** WHAT TO DO **
Output each line of the material exactly as it stands.
start
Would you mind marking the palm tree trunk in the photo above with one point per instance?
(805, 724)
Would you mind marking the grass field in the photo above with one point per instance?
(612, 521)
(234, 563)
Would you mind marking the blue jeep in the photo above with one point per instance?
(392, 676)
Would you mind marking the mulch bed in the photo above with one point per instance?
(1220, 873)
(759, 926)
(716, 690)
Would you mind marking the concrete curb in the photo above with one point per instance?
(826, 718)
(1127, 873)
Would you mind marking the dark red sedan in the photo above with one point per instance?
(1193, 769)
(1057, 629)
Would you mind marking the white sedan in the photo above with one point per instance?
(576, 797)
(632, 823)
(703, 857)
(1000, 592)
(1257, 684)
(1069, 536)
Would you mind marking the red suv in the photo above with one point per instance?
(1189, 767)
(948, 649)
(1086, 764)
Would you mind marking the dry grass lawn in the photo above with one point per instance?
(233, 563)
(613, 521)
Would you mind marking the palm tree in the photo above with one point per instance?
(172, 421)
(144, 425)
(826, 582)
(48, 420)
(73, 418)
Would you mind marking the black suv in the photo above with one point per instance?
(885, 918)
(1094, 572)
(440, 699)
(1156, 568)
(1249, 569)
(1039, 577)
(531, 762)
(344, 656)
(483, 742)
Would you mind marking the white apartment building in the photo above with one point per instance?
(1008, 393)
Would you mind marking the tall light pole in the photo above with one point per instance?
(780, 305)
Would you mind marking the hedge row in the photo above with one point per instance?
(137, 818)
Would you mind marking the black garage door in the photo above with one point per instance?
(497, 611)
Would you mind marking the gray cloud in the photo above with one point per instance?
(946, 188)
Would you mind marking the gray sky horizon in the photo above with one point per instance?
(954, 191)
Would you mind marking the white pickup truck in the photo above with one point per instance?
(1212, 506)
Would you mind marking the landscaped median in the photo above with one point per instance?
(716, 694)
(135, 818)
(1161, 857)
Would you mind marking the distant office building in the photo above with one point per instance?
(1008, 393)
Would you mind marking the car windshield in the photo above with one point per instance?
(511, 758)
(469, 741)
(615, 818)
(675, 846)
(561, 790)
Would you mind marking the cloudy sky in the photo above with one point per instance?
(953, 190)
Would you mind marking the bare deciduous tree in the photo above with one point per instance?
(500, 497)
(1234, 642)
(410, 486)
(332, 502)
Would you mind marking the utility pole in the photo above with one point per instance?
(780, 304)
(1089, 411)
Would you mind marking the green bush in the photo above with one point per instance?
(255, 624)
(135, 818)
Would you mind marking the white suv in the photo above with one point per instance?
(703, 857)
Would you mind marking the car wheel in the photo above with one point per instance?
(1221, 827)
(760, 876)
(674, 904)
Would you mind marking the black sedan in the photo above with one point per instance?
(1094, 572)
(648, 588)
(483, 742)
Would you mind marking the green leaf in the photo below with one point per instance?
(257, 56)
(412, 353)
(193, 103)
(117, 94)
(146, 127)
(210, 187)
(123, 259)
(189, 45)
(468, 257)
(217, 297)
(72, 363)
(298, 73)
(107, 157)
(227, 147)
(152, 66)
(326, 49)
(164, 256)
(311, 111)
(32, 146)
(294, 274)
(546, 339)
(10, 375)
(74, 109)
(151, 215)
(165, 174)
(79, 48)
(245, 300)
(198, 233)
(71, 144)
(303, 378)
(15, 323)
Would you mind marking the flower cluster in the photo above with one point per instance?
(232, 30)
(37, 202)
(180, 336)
end
** TASK SOLUTION **
Would you mind marking the palm tree trunk in the photo above with one point per instance?
(805, 724)
Would you mind marking the grass field in the photo above with one point per instance?
(612, 521)
(234, 563)
Would you mind marking the blue jeep in the photo above with one point per instance?
(392, 676)
Would you mind marking the mulch bed in the photo above with one point per instance?
(1220, 873)
(759, 926)
(716, 690)
Would you mind marking the concrete curb in the photo above with one point per instance?
(826, 718)
(1127, 873)
Would you mind marking the dark red sedan in the photo above with one point per instance?
(1193, 769)
(1057, 629)
Would you mind marking the white sedan in the photo above with one point per instance?
(576, 797)
(632, 823)
(703, 857)
(1000, 592)
(1257, 684)
(1069, 536)
Would you mind marking the red suv in the photo above with one point per instance?
(1189, 767)
(948, 649)
(1086, 764)
Would you mind marking the dry grass lawn in the photo above with one point per instance?
(233, 563)
(613, 521)
Would you mind marking the palm tree in the photo above with one point per instance?
(172, 421)
(144, 425)
(826, 582)
(48, 420)
(73, 418)
Would you mind marking the black suv in the photo above with one point per instance?
(885, 918)
(1094, 572)
(440, 699)
(1156, 568)
(1249, 569)
(1039, 577)
(531, 762)
(344, 656)
(483, 742)
Would you mind marking the white apartment building in the photo above with one point per instance?
(1008, 393)
Would you mind marking the tall light pole in the photo above with one point per instance?
(780, 305)
Would you mind marking the hedge row in the photo above with one point per instance?
(137, 818)
Would you mind marking the black garage door in the photo above with one point per instance?
(497, 611)
Would you mind marking the gray cloud in the photo above with one point per instance?
(946, 188)
Would you mind marking the gray sky horizon in the photo above with one point per instance?
(954, 191)
Would you mind marking the white pickup truck in the photo above with one point per instance?
(1212, 506)
Would you mind marking the landscaped median in the photo above with one point per instance?
(716, 694)
(135, 818)
(1161, 857)
Would you mind marking the distant office building in the photo above with one point per instance?
(1008, 393)
Would you mind marking the car windshield in the photo above with one point per instance?
(511, 758)
(469, 741)
(615, 818)
(675, 846)
(561, 790)
Would you mind marking the cloudy sky in the photo above with one point per instance?
(953, 190)
Would you mind marking the bare deciduous tree in the photo above with one point per instance?
(500, 497)
(1234, 642)
(410, 486)
(332, 502)
Would you mind marking the utility pole in the photo above with one point per instance?
(780, 304)
(1089, 411)
Would you mind marking the green bush in the photo above with one point per instance?
(255, 624)
(135, 818)
Would you mind marking the white suv in the photo above with one point per instance?
(703, 857)
Would you mind marking the car wheel in the photo above with one point per instance?
(1221, 827)
(760, 876)
(674, 904)
Would you mind marking the black sedan in the photo above with one point per instance?
(1094, 572)
(648, 588)
(483, 742)
Would you mind marking the green leaf in the photo below with one point per instance?
(257, 56)
(412, 353)
(193, 103)
(117, 94)
(146, 127)
(210, 187)
(123, 259)
(189, 45)
(468, 257)
(217, 297)
(72, 363)
(298, 73)
(107, 157)
(227, 147)
(152, 66)
(326, 49)
(164, 256)
(311, 111)
(32, 146)
(294, 274)
(546, 339)
(10, 375)
(74, 109)
(151, 215)
(165, 174)
(79, 48)
(245, 300)
(198, 233)
(71, 144)
(303, 378)
(15, 323)
Would you mind marking the flower cluster in the photo above with one point per instance?
(232, 30)
(37, 202)
(180, 336)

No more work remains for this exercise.